Once again, Jack Richardson had to assist in setting a new body, starting from scratch.8 The declared objective of office of Ombudsman, building on long experience in Scandinavia, and more recent models in the United Kingdom and elsewhere sought to provide a form of administrative justice that would be transparent, just, quick and cheap, where tribunals and courts were commonly slow, expensive, and sometimes formalistic, rather than concerned with the substantial merit of the matter.

Jack Richardson commenced his duties as Ombudsman with a staff of five officers. This modest compliment was to grow to more than 100 as the effectiveness of his work became clear. It fell to him to create State offices for the Ombudsman and to process the increasing numbers of claims of bad administration that invoked the Ombudsman’s jurisdiction. Drawing on his own skills as a teacher and communicator, Professor Richardson enjoyed much success in promoting knowledge of his office and awareness of the assistance he could provide. As the Special Minister of State, Hon. Gary Gray said after Professor Richardson’s death,

“Towards the end of his time as Ombudsman, the total number of approaches to the office exceeded 20,000, demonstrating the strength of his public education efforts and the establishment of a reputation that exemplified independence and fairness”.9

In 1982, he famously arranged for a cartoon to be included on the packaging of milk cartons sold in Canberra. It read:

“Bamboozled by the bureaucracy?
The Ombudsman is ready to help you in a dispute with a Commonwealth Department...”

Naturally some of his critics in the Australian Public Service objected to this form of publicity. But the new Ombudsman was unconcerned by their criticism. He was supported, for the most part, by the relevant federal ministers, particularly Prime Minister Fraser.

In 1982 – 1985, Professor Richardson became a director of the International Ombudsman Institute in Canada. From 1983, he was appointed to serve as Defence Force Ombudsman, a post he held until 1985 when his substantive appointment as Commonwealth Ombudsman expired. After he laid down his duties as Australia’s first federal Ombudsman, Professor Richardson was visiting fellow at the ANU Law School (1986-90) and President of the Australian Institute of Administrative Law (1990). Such was his reputation as a fearless guardian of good administration and against mal-administration that the nation of Western Samoa appointed him as its Ombudsman (1990-92). With this post concluded, he entered a fourth phase of his life. This saw him as co-owner of a horse and cattle breeding property at Cobbitty. He was still engaged in these activities when he died at Camden in New South Wales on 13 June 2011 at the age of 90. He mixed his activities in animal husbandry with an active sporting life, which unaccountably, included a passion for fast motor vehicles.

========================================

__Task to complete__.
Please reproduce the stretch of the Jack Richardson passage from "Once again, Jack" through "of the matter.", word for word. Work only from the passage on Jack Richardson's time as Ombudsman.

__Provided data__.
========================================

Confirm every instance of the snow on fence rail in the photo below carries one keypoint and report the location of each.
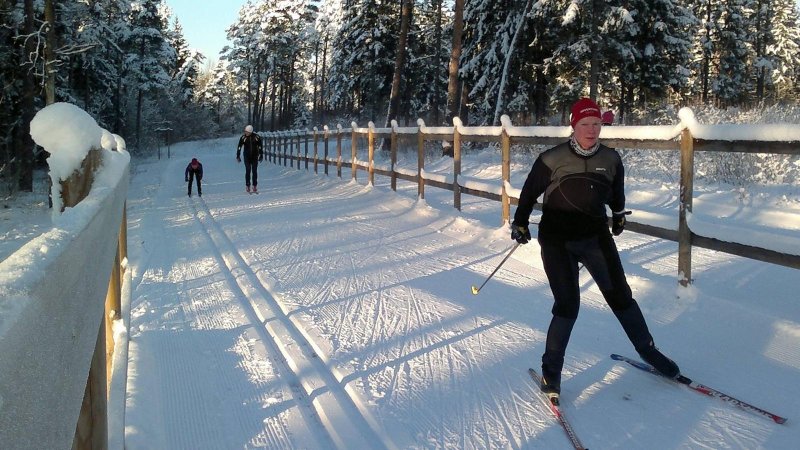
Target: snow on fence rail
(60, 294)
(687, 137)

========================================

__Finished task__.
Once again, Jack Richardson had to assist in setting a new body, starting from scratch.8 The declared objective of office of Ombudsman, building on long experience in Scandinavia, and more recent models in the United Kingdom and elsewhere sought to provide a form of administrative justice that would be transparent, just, quick and cheap, where tribunals and courts were commonly slow, expensive, and sometimes formalistic, rather than concerned with the substantial merit of the matter.